- [TEXTO DE ESTUDIO]
════════════════

Entrevista

Monseñor Cisneros: “Pasé unos días muy difíciles”

Monseñor Octavio Cisneros acaba de vivir una dura prueba. El Obispo Auxiliar y vicario de Asuntos Hispanos de la Diócesis de Brooklyn viajó a Cracovia, Polonia, para la Jornada Mundial de la Juventud que se celebraría del 25 al 31 de julio. Al otro día de su llegada debió ir al hospital con un ataque de vesícula. Su verano polaco duró casi cincuenta días de hospitalización e incluyó dos operaciones quirúrgicas.

“NUNCA ME SENTÍ TAN SOLO”, dice en una bella mañana de otoño, mientras conversamos en la rectoría de la parroquia del Divino Niño, en Richmond Hill, Queens. Con su bondad habitual, aclara que en el hospital todos lo trataron con suma cortesía y profesionalismo. “El problema era estar tan lejos de los míos”.

Este es el relato que nos hizo de su experiencia:

Monseñor Cisneros: Yo pasé unos días muy difíciles en Polonia. Físicamente difíciles por la enfermedad y las operaciones a las que fui sometido. Difíciles desde el punto de vista emocional y, podríamos decir que también espiritual, por estar allí tan solo. Solo no porque no hubiese personas, pues me trataron con mucho cariño, con gran diligencia. Sino solo porque no tenía a las personas que conviven conmigo, las personas de la diócesis, de la parroquia, mis amigos sacerdotes y laicos.

Uno se siente muy solo al no poder tener alrededor suyo a sus seres queridos. El inmigrante sabe eso muy bien, el pueblo de la Diócesis de Brooklyn conoce eso muy bien, porque cuando uno deja a su familia en su país para venir y buscar una nueva vida, se siente tan solo, se siente tan fuera de su sitio. Va más allá de un sentimiento de nostalgia o de extrañar a los suyos. Y yo me encontré en esa realidad.

dsc_0065
Monseñor Octavio Cisneros con su báculo, que tiene una imagen de la Virgen de la Caridad, Patrona de Cuba. Foto: Jorge I. Domínguez

Monseñor Cisneros es un hombre de amores multitudinarios. Es raigalmente cubano, pero para él, como decía José Martí, “patria es humanidad”. Eso lo saben bien los fieles de la Diócesis que vienen de todos los rincones del mundo, y que han visto su desvelo de pastor.

════════════════

- [MATERIAL PROPORCIONADO]
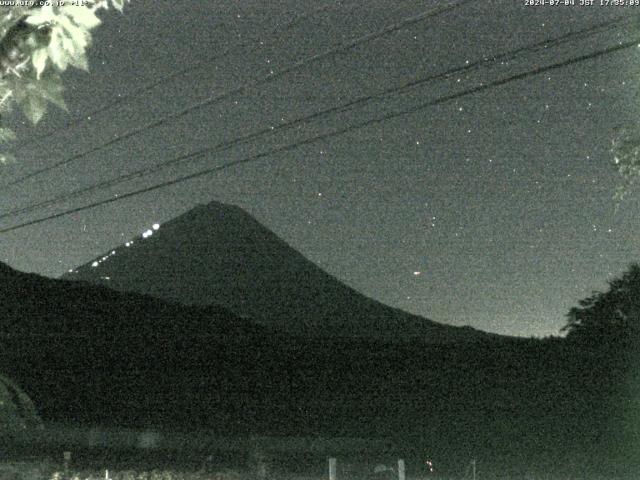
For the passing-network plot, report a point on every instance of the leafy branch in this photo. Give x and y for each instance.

════════════════

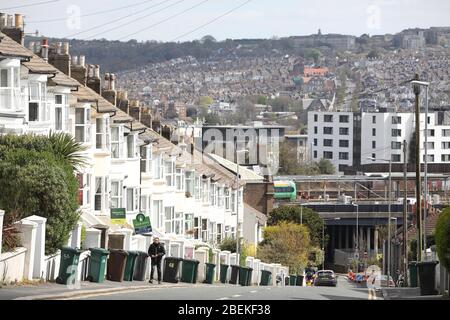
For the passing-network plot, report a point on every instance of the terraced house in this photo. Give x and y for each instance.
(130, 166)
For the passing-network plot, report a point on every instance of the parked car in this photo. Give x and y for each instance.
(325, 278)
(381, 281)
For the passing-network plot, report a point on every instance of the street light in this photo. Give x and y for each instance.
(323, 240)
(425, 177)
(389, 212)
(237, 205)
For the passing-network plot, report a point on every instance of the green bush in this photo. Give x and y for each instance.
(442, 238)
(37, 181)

════════════════

Responde según la entrevista:
(a) ¿A qué ciudad viajó Monseñor Cisneros y para qué evento?
(b) ¿Cuántas operaciones quirúrgicas incluyó su hospitalización?
(c) ¿En qué parroquia tuvo lugar la conversación?

- [RESPUESTA ESCRITA]
(a) Viajó a Cracovia, Polonia, para la Jornada Mundial de la Juventud.
(b) Dos operaciones quirúrgicas.
(c) En la parroquia del Divino Niño, en Richmond Hill, Queens.